■ WHAT THIS TASK INVOLVES ■
In every item, change "mark the region of" to "outline" and reproduce the lines otherwise unaltered, without the pictures.

■ DATASET CONTENT ■
######

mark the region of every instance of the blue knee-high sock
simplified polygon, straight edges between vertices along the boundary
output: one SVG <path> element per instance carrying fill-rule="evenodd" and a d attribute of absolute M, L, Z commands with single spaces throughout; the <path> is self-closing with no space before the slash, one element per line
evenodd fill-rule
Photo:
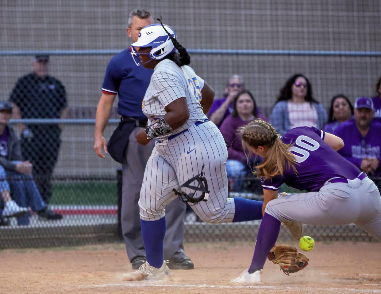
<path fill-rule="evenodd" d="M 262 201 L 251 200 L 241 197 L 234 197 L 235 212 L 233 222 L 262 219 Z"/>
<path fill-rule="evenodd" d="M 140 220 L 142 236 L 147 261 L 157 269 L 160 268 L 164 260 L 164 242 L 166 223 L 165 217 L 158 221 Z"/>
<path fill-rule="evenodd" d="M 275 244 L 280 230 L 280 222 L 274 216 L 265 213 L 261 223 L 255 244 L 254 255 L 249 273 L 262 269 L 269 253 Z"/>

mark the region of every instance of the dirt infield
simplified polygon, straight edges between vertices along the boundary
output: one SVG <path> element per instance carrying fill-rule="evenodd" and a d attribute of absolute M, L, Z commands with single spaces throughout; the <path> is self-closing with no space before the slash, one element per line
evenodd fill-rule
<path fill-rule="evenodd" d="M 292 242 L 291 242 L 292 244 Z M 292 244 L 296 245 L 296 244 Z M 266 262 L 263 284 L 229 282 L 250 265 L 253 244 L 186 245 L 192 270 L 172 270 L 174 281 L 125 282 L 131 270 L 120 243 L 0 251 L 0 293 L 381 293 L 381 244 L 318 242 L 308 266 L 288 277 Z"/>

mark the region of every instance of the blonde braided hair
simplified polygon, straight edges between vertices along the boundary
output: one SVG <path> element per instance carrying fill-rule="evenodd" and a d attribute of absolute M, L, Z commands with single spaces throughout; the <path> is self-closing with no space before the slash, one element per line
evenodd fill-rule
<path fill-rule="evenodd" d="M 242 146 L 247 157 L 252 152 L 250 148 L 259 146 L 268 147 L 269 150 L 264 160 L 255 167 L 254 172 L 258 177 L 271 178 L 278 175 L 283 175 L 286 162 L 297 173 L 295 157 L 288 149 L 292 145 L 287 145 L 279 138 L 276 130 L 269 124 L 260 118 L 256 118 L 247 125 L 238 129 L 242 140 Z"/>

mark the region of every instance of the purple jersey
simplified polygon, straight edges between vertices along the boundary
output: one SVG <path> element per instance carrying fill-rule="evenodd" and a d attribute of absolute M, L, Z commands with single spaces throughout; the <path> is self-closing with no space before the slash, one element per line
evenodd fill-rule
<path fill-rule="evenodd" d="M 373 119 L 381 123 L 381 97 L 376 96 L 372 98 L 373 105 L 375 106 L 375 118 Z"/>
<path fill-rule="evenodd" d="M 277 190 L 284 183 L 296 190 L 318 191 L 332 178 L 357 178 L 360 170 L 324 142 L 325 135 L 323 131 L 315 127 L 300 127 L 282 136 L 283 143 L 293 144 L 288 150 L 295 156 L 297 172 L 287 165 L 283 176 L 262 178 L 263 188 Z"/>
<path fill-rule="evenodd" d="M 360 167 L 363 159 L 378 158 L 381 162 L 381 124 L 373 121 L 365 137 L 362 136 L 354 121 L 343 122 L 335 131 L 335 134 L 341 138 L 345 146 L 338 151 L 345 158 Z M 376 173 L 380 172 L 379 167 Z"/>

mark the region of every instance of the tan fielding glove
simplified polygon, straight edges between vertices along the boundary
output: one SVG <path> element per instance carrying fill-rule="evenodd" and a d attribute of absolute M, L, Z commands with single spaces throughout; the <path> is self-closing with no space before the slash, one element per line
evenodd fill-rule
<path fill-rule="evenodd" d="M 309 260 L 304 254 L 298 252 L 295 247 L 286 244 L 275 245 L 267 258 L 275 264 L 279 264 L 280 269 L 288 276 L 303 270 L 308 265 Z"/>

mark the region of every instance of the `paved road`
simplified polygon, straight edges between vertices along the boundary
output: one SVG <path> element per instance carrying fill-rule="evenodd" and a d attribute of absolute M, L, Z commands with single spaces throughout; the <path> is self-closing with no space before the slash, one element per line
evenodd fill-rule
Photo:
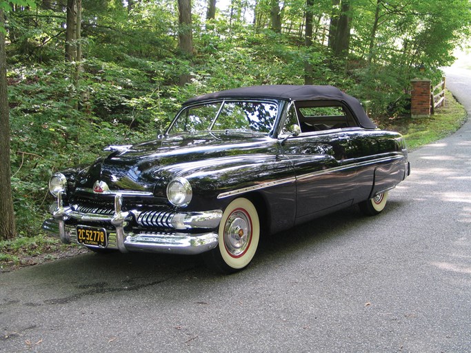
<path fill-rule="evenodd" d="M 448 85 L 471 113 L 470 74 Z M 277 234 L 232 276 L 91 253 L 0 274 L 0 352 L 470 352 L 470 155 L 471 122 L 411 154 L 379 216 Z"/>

######

■ COMPLETED TASK ■
outline every instance of the blue knee-high sock
simplified polygon, straight edges between vertices along the boundary
output: one SVG <path> element per instance carrying fill-rule="evenodd" and a d attribute of absolute M, L, Z commands with single spaces throughout; the <path> is self-closing with no space before the slash, one element per line
evenodd fill-rule
Photo:
<path fill-rule="evenodd" d="M 262 201 L 251 200 L 241 197 L 234 197 L 235 212 L 233 222 L 262 219 Z"/>
<path fill-rule="evenodd" d="M 140 220 L 142 236 L 147 261 L 157 269 L 160 268 L 164 260 L 164 242 L 166 223 L 165 217 L 158 221 Z"/>
<path fill-rule="evenodd" d="M 275 244 L 280 230 L 280 222 L 274 216 L 265 213 L 261 223 L 255 244 L 254 255 L 249 273 L 262 269 L 269 253 Z"/>

outline every instance of the dirt infield
simplified polygon, straight edges between vertices along the boundary
output: one SVG <path> element per instance carrying fill-rule="evenodd" and a d attribute of absolute M, L, Z commands with single spaces throughout; the <path> is self-closing with no space before the slash, one element per line
evenodd fill-rule
<path fill-rule="evenodd" d="M 292 242 L 291 242 L 292 244 Z M 292 244 L 296 245 L 296 244 Z M 266 262 L 263 284 L 229 282 L 250 265 L 253 244 L 186 245 L 192 270 L 172 270 L 174 281 L 125 282 L 131 270 L 120 243 L 0 251 L 0 293 L 381 293 L 381 244 L 318 242 L 308 266 L 288 277 Z"/>

outline every instance of the blonde braided hair
simplified polygon, straight edges between vertices along the boundary
output: one SVG <path> element per instance carrying fill-rule="evenodd" and a d attribute of absolute M, L, Z commands with single spaces throughout; the <path> is self-closing with no space before the slash, one element per line
evenodd fill-rule
<path fill-rule="evenodd" d="M 242 146 L 247 157 L 252 152 L 250 148 L 259 146 L 268 147 L 269 150 L 264 160 L 255 167 L 254 172 L 258 177 L 271 178 L 278 175 L 283 175 L 286 162 L 297 173 L 295 157 L 288 149 L 292 145 L 287 145 L 279 138 L 276 130 L 269 124 L 260 118 L 256 118 L 247 125 L 238 129 L 242 140 Z"/>

outline every instance of the purple jersey
simplified polygon, straight edges between vertices along the boundary
output: one SVG <path> element per instance carrying fill-rule="evenodd" and a d attribute of absolute M, L, Z commands with single spaces throughout; the <path> is self-closing with no space before the slash, one element per line
evenodd fill-rule
<path fill-rule="evenodd" d="M 373 119 L 381 123 L 381 97 L 376 96 L 372 98 L 373 105 L 375 106 L 375 118 Z"/>
<path fill-rule="evenodd" d="M 277 190 L 284 183 L 296 190 L 318 191 L 332 178 L 357 178 L 360 170 L 324 142 L 325 135 L 323 131 L 315 127 L 300 127 L 282 136 L 283 143 L 293 144 L 288 150 L 295 156 L 297 172 L 287 165 L 283 176 L 262 178 L 263 188 Z"/>
<path fill-rule="evenodd" d="M 360 167 L 363 159 L 378 158 L 381 162 L 381 124 L 373 121 L 365 137 L 362 136 L 354 121 L 343 122 L 335 131 L 335 134 L 341 138 L 345 146 L 338 151 L 345 158 Z M 376 173 L 380 172 L 379 167 Z"/>

outline every instance of the tan fielding glove
simplified polygon, straight edges between vertices along the boundary
output: one SVG <path> element per instance carrying fill-rule="evenodd" and a d attribute of absolute M, L, Z commands with single spaces throughout; the <path> is self-closing with no space before the slash, one element per line
evenodd fill-rule
<path fill-rule="evenodd" d="M 309 260 L 304 254 L 298 252 L 295 247 L 286 244 L 275 245 L 267 258 L 275 264 L 279 264 L 280 269 L 288 276 L 303 270 L 308 265 Z"/>

outline every instance of the `paved road`
simplified polygon, straight edges between vertices along the boundary
output: one SVG <path> element per instance carrying fill-rule="evenodd" and a d attribute of absolute M, L, Z commands with single spaces throughout; the <path> is self-closing with no space before the slash, one element per line
evenodd fill-rule
Photo:
<path fill-rule="evenodd" d="M 448 85 L 471 113 L 470 74 Z M 277 234 L 232 276 L 91 253 L 0 274 L 0 352 L 470 352 L 470 155 L 471 122 L 411 154 L 379 216 Z"/>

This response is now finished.